Consigne écrite 1 → Recopiez, dans la note de la FIM sur le projet de règlement relatif à l'intelligence artificielle, le passage qui s'ouvre sur les mots contenant « Par ailleurs, le » et se clôt sur « de façon absolue. ».

Extrait du document →
....

Position de la FIM sur le projet de Règlement relatif à l’Intelligence artificielle
En préambule, il convient de noter que la mise en œuvre de techniques logicielles appelées de façon commune « Intelligence artificielle » permet d’ores et déjà de mettre sur le marché des machines autonomes, en particulier dans le secteur de l’industrie et dans le monde agricole.
Ces techniques d’algorithmique avancées permettent par ailleurs d’améliorer la fiabilité des composants, d’anticiper les opérations de maintenance, d’augmenter la durée de vie des machines, d’optimiser la consommation énergétique, ou encore d’adapter la production à la demande des clients.
Le déploiement de ces techniques contribue ainsi fortement à la compétitivité de l’Union Européenne et il est impératif de favoriser l’innovation dans ce secteur.
Introduction
Dans le contexte de la publication de ce projet de Règlement, la FIM soutient l’approche basée sur le risque.
Néanmoins, il apparaît que ce texte a été élaboré sans prendre en compte le fait que de nombreux produits réglementés intégrant de l’IA en tant que fonction de sécurité, en particulier des machines soumises à la Directive 2006/42/CE, sont aujourd’hui utilisés dans plusieurs secteurs. A ce stade, l’IA est prise en compte au niveau de l’analyse de risque et les concepteurs prennent d’ores et déjà les mesures de protection appropriées. Ainsi, se pose la question de l’articulation entre ce projet et celui de révision de la Directive 2006/42/CE.
Par ailleurs, le projet relatif à l’IA prévoit des obligations, notamment en matière de gestion des risques et d’attestation de la conformité, qui non seulement sont déjà couvertes par la Directive Machines mais qui vont bien au-delà, notamment en ce qui concerne les Chapitres II et III du Titre III. La méthodologie retenue, en particulier dans la Directive Machines, est d’effectuer une analyse de risque, de déterminer les Exigences de Santé et Sécurité applicables et de prendre les mesures de protection adaptées. Dans le projet de Règlement, les dispositions des Chapitres II et III doivent être appliquées de façon absolue.
Enfin, nous reprenons à notre compte le titre de l’ouvrage du concepteur de Siri, l’ingénieur franco-américain Luc Julia : « L’intelligence artificielle n’existe pas ».
Si ce projet de texte semble répondre à des préoccupations légitimes dans le cadre d’une utilisation de l’IA en tant que logiciel, avec la prohibition de certains usages, il n’est pas du tout adapté à un contexte d’utilisation dans des produits industriels, en particulier si ceux-ci sont déjà réglementés au titre d’une Réglementation Nouvelle Approche.
Ce texte va peser de façon disproportionnée sur la compétitivité des entreprises et limiter les capacités d’innovation de l’Union Européenne en la matière.

....

Données d'entrée →
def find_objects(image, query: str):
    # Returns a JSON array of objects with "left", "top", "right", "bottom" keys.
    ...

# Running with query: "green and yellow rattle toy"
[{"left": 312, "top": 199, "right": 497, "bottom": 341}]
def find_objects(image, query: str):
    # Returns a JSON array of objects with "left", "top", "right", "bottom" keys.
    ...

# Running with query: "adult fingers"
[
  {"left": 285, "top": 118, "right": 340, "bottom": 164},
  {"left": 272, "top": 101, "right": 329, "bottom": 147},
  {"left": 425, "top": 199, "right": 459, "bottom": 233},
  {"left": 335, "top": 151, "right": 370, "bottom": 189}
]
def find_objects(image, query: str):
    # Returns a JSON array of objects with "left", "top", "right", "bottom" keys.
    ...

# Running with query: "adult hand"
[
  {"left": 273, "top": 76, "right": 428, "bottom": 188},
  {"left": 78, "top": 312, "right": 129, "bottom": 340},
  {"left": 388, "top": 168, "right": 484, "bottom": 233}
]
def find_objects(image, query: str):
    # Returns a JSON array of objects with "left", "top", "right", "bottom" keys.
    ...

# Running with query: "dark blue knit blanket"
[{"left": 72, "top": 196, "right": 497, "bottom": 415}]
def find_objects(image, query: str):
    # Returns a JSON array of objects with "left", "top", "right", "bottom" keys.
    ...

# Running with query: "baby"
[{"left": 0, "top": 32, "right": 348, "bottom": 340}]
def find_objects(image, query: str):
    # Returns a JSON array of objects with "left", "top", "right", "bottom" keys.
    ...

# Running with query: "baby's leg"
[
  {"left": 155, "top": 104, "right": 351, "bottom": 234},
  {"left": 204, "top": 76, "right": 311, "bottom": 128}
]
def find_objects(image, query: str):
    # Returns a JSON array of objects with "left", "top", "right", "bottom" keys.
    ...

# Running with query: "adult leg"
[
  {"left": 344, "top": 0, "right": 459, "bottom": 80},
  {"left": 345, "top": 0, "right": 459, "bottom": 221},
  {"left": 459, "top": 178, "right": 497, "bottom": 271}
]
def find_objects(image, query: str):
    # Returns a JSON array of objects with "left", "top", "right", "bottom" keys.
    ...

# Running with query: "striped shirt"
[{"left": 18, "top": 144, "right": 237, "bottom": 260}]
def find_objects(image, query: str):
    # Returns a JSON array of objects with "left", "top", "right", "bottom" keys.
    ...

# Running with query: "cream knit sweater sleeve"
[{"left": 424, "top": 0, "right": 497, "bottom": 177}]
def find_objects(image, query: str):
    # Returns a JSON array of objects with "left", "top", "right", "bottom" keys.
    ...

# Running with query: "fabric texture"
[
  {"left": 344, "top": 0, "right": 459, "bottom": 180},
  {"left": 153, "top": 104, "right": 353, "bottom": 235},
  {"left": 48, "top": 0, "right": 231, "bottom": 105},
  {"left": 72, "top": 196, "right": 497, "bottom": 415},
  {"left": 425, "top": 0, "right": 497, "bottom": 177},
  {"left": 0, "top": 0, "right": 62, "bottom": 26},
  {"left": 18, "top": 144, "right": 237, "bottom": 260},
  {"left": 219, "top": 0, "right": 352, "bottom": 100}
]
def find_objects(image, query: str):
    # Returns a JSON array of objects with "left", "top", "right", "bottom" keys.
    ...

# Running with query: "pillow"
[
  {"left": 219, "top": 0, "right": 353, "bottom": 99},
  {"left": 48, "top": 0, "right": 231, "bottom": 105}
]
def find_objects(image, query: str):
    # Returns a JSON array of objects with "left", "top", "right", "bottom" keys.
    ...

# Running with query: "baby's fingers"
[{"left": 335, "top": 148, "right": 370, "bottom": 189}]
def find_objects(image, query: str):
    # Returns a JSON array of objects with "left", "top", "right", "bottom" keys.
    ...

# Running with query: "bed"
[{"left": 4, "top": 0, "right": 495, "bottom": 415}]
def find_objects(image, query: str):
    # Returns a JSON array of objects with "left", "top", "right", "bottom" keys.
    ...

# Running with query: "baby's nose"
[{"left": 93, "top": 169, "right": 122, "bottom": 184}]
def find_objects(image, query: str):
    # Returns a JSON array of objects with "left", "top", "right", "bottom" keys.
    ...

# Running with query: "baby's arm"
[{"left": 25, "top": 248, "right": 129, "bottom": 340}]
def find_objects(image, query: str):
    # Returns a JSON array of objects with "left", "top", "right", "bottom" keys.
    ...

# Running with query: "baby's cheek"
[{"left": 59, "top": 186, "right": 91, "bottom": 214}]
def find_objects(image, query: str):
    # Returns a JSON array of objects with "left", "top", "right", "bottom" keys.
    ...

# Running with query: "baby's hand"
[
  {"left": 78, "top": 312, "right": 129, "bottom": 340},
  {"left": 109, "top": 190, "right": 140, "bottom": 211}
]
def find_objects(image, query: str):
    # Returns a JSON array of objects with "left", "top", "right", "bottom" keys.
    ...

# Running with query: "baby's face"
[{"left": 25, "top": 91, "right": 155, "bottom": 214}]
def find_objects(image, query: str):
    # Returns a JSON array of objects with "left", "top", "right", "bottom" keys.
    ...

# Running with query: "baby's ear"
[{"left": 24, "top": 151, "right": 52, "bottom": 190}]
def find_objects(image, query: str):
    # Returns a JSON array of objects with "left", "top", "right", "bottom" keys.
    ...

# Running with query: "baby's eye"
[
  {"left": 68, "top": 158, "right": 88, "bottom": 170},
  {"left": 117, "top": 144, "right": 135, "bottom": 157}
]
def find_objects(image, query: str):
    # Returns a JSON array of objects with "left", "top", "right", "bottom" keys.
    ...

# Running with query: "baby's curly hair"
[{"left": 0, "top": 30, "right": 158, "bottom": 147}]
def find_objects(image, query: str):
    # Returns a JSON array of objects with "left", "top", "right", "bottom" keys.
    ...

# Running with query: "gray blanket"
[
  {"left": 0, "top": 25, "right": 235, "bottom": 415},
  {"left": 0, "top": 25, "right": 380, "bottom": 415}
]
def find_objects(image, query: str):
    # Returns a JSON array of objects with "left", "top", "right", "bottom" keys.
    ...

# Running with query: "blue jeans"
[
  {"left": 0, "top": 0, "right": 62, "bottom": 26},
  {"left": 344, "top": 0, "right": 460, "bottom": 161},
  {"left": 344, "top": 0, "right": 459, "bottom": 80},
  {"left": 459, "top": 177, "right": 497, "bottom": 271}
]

....

Consigne écrite 2 → Combien de lignes de la liste ci-dessus contiennent la chaîne « blanket » ? Donnez uniquement ce nombre.

Solution 1 →
Par ailleurs, le projet relatif à l’IA prévoit des obligations, notamment en matière de gestion des risques et d’attestation de la conformité, qui non seulement sont déjà couvertes par la Directive Machines mais qui vont bien au-delà, notamment en ce qui concerne les Chapitres II et III du Titre III. La méthodologie retenue, en particulier dans la Directive Machines, est d’effectuer une analyse de risque, de déterminer les Exigences de Santé et Sécurité applicables et de prendre les mesures de protection adaptées. Dans le projet de Règlement, les dispositions des Chapitres II et III doivent être appliquées de façon absolue.

Solution 2 → 2